[Stored data]
- - - -

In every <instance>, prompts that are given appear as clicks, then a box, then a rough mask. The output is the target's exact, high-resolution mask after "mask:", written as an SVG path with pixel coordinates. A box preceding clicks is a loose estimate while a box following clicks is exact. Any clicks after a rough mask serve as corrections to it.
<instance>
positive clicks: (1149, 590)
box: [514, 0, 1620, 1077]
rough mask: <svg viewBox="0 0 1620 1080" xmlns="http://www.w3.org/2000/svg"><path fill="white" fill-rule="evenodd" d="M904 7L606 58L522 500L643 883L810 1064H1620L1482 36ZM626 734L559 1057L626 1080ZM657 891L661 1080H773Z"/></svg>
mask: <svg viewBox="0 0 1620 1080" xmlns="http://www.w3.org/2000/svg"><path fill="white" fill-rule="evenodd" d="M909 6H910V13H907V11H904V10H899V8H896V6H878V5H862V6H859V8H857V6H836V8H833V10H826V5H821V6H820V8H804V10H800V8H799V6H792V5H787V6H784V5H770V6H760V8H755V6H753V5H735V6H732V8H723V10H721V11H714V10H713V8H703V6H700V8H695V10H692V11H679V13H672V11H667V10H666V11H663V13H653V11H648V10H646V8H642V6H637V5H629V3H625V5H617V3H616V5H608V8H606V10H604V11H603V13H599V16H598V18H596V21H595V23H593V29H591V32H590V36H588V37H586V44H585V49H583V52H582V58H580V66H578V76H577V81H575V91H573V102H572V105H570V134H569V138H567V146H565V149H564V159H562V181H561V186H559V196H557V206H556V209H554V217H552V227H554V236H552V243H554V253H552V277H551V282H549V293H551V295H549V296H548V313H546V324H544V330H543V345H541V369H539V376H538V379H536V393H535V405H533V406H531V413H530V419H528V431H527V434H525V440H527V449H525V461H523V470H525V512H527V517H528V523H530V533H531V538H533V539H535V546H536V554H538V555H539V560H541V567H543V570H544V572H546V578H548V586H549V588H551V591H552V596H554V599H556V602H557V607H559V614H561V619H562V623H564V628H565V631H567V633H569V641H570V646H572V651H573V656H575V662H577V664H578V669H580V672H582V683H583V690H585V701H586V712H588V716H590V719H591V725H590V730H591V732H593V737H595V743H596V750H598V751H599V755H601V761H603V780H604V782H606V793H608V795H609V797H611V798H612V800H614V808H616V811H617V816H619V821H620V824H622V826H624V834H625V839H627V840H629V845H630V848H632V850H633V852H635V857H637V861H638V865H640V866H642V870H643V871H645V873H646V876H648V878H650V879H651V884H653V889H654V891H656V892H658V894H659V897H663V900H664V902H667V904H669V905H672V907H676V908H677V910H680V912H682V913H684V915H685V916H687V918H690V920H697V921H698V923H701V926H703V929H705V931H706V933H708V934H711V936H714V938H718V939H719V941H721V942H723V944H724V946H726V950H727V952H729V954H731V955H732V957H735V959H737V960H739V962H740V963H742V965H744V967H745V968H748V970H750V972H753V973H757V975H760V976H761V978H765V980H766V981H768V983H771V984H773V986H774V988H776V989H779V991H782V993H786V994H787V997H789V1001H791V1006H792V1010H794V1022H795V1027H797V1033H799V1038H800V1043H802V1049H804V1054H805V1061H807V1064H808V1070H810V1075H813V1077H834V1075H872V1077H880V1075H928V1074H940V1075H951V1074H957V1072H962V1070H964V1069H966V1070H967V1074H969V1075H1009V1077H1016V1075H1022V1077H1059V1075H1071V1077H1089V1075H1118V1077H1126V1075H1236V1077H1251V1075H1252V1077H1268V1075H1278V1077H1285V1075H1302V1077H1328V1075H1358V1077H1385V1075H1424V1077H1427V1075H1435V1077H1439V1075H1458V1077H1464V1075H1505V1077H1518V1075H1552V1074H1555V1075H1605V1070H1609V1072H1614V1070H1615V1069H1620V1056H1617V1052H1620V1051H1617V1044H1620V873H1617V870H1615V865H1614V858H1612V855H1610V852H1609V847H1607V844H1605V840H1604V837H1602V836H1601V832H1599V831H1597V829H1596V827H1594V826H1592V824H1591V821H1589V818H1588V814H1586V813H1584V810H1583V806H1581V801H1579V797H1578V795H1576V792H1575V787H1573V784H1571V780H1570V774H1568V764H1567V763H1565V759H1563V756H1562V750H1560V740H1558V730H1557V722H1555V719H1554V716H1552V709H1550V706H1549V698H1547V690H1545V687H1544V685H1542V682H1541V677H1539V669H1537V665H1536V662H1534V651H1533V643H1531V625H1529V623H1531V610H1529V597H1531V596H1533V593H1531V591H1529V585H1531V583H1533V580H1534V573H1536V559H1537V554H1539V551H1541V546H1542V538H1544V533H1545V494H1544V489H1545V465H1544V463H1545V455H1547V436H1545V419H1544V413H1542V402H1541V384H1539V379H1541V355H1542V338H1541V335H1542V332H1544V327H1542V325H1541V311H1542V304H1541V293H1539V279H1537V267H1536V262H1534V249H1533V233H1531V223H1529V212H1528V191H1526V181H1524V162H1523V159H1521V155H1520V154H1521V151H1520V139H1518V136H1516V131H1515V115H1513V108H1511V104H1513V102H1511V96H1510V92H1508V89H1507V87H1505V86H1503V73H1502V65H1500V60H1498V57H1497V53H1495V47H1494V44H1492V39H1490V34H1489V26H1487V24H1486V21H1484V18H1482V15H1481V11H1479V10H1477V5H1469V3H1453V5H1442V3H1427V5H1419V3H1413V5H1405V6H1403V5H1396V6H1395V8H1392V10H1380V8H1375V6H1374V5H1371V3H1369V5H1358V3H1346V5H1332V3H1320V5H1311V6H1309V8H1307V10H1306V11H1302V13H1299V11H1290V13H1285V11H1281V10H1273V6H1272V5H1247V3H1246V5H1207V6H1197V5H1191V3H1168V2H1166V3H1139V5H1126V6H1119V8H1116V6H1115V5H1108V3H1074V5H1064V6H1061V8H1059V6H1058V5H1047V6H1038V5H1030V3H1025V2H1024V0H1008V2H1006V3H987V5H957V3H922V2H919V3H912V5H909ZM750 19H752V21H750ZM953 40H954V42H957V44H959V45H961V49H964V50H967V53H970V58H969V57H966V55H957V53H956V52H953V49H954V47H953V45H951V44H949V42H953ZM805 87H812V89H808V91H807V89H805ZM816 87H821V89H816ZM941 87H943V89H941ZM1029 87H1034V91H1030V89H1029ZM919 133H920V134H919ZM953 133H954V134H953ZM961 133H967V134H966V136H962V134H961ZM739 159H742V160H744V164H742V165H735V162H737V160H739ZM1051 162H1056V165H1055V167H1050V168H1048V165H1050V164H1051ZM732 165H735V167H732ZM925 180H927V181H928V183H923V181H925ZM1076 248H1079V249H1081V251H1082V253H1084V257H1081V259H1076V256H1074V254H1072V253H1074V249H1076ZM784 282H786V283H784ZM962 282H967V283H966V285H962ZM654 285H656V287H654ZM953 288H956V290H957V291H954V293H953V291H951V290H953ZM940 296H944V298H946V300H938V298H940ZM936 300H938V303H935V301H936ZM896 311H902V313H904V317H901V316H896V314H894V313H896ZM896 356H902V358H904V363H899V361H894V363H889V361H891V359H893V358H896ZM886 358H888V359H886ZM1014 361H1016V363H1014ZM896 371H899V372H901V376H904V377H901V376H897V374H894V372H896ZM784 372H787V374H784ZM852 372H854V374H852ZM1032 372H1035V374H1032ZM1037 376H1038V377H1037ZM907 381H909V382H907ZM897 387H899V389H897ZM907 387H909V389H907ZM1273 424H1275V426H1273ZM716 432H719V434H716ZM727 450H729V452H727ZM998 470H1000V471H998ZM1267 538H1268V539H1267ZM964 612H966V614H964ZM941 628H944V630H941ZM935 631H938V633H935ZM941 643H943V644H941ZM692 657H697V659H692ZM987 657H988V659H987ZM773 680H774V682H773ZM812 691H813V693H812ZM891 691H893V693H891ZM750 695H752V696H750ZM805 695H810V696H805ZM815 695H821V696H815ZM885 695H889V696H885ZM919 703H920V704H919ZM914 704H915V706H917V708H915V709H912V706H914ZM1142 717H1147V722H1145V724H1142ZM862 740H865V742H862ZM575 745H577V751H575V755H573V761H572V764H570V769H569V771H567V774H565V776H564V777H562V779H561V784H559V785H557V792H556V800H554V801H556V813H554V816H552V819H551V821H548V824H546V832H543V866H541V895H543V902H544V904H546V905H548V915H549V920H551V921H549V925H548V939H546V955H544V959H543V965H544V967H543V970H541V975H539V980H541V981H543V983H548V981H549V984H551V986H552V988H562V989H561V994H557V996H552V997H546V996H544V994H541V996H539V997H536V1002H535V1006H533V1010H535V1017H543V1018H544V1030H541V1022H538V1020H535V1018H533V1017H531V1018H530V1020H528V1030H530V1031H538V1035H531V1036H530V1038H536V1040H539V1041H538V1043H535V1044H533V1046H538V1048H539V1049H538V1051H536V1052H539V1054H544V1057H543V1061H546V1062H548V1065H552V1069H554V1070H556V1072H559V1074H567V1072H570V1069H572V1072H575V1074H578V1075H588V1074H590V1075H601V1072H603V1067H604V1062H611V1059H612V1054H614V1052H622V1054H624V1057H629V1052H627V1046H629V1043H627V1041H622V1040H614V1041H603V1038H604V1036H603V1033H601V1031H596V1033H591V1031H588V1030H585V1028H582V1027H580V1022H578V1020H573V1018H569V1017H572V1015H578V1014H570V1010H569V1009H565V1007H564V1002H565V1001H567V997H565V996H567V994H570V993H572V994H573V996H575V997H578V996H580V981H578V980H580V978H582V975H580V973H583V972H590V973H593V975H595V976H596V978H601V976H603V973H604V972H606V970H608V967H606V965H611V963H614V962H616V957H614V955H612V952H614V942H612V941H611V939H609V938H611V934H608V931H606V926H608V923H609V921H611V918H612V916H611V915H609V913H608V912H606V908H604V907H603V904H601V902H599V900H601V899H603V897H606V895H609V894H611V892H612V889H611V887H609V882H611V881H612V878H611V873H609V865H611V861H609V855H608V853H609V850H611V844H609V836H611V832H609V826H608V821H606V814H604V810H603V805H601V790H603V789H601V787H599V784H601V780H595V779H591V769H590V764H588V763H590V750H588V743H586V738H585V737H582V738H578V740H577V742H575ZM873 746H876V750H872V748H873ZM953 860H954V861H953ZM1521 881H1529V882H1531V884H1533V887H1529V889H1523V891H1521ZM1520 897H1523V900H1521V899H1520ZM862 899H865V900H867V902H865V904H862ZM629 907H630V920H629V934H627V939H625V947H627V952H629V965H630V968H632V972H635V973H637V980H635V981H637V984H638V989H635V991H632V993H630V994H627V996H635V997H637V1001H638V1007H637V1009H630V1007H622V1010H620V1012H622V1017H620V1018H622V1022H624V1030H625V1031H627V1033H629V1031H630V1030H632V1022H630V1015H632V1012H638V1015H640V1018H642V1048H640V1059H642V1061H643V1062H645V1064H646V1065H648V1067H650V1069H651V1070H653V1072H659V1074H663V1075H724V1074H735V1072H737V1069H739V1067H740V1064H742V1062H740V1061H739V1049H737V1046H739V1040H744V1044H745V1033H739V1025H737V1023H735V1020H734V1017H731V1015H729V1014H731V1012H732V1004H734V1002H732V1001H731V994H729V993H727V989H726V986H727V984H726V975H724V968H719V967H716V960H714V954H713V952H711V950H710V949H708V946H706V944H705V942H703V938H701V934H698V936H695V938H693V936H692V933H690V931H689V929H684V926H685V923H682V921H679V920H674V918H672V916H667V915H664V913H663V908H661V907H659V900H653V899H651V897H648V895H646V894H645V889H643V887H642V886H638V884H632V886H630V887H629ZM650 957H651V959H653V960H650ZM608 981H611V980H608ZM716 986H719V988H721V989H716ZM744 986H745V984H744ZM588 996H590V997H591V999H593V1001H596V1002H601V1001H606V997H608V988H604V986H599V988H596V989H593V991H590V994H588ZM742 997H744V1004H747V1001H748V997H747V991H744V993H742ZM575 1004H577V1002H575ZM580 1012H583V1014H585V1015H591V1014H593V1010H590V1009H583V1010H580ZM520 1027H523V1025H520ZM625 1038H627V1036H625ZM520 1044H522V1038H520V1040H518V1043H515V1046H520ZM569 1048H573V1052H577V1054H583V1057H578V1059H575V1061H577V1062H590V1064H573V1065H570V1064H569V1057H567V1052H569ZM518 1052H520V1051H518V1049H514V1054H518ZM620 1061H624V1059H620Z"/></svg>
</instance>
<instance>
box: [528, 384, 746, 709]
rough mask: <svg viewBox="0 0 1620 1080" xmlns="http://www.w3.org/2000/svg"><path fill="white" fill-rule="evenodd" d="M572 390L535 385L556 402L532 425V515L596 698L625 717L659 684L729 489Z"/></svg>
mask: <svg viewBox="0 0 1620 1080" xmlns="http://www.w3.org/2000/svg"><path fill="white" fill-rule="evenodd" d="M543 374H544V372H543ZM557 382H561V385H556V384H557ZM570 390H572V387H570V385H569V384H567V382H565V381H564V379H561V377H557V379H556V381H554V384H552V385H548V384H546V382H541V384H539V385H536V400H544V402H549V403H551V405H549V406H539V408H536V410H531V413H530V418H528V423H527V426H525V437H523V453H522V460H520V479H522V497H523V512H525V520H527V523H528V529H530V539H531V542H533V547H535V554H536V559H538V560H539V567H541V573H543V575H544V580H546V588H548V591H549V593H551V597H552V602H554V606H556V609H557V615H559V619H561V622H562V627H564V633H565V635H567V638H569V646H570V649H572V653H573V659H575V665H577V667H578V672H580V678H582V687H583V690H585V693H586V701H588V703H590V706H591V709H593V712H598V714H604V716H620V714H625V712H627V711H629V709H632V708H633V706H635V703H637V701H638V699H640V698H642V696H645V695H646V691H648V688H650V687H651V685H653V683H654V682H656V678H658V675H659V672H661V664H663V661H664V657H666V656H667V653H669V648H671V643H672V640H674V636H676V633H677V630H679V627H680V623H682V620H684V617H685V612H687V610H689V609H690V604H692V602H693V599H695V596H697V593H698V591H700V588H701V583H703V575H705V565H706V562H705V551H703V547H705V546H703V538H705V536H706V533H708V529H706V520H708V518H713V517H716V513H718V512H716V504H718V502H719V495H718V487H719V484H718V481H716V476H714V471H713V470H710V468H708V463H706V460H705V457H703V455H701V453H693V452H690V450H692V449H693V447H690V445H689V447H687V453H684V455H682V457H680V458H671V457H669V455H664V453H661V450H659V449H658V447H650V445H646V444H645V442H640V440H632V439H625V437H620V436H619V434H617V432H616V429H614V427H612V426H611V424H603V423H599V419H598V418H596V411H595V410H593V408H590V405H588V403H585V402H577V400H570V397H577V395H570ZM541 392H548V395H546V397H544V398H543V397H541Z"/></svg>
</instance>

- - - -

Each line carrying the string "clicks" should be copied out from the entries.

In every <instance>, prompts that are given appear as clicks, then a box, then a rough mask. The output is the target's exact, high-resolution mask after "mask:", written as an SVG path with pixel coordinates. A box preceding clicks is a loose estimate while a box following clicks is exact. Any clicks after a rough mask serve as corrections to it.
positive clicks: (1149, 590)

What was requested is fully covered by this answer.